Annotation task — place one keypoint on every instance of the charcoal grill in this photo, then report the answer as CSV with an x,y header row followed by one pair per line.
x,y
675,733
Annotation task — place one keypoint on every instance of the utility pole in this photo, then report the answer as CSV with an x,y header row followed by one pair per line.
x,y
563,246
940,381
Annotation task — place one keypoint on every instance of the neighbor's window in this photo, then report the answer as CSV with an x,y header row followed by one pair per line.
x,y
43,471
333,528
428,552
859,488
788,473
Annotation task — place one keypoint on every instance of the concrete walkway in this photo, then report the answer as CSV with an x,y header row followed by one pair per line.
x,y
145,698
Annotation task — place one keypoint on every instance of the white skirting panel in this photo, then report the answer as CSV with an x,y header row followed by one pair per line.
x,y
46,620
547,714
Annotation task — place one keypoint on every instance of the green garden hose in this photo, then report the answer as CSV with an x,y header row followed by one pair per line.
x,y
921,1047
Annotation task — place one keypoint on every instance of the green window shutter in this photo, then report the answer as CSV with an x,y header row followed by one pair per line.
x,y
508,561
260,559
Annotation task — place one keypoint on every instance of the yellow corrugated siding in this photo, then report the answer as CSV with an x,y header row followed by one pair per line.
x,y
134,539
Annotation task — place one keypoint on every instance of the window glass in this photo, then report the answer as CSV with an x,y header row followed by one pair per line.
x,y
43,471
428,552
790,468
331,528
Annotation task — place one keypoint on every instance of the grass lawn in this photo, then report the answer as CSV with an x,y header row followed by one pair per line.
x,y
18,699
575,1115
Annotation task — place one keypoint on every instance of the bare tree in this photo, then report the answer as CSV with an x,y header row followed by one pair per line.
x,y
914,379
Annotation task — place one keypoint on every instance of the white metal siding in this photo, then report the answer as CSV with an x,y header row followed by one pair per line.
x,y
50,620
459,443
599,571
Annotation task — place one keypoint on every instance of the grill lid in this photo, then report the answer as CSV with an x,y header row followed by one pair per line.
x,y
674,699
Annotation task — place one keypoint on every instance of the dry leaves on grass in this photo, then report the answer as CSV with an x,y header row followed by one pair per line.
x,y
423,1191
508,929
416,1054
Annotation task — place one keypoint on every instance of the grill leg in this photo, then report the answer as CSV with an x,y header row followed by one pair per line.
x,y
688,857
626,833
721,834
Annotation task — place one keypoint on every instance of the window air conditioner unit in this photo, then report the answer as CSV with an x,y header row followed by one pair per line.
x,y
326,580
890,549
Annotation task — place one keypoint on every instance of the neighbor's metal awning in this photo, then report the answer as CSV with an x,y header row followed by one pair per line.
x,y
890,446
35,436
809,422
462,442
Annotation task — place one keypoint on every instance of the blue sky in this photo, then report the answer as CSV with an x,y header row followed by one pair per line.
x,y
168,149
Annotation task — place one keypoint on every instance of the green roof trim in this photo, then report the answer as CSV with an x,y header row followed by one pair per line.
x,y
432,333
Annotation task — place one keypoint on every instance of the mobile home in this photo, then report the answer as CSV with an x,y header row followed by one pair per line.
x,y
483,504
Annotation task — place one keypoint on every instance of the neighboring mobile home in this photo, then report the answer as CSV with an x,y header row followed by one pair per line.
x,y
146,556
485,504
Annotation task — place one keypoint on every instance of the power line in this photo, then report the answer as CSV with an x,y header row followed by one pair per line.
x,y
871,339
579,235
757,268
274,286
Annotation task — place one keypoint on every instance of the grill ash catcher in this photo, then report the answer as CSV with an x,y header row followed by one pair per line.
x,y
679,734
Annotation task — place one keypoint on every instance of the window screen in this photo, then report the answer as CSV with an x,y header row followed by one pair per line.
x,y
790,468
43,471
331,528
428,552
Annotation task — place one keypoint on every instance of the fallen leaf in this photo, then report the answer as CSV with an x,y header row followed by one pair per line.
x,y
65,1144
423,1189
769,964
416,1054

• • • • • • •

Task instructions: Output the line containing "of the power" and all lines after it to the end of the records, exactly as given.

Expected answer:
Annotation task — place one keypoint on every instance of the power line in this photo, then report the answer as CSV with an x,y header row followed by one pair per line.
x,y
871,339
579,235
757,268
274,286
Annotation task — place one keypoint on every instance of the grill ash catcher in this photo, then report the answer as CSV with an x,y header row followed by one pair per line.
x,y
679,734
Annotation task — place one keypoint on every instance of the window screen in this photo, then report the answer as CSV with an x,y header row followed by one pair per line.
x,y
790,468
43,471
331,528
428,552
Annotation task — place one keypoint on every instance of the fallen leaf in this photo, then report the answer as CSV with an x,y header row followed by one pair per line.
x,y
65,1144
423,1189
769,964
416,1054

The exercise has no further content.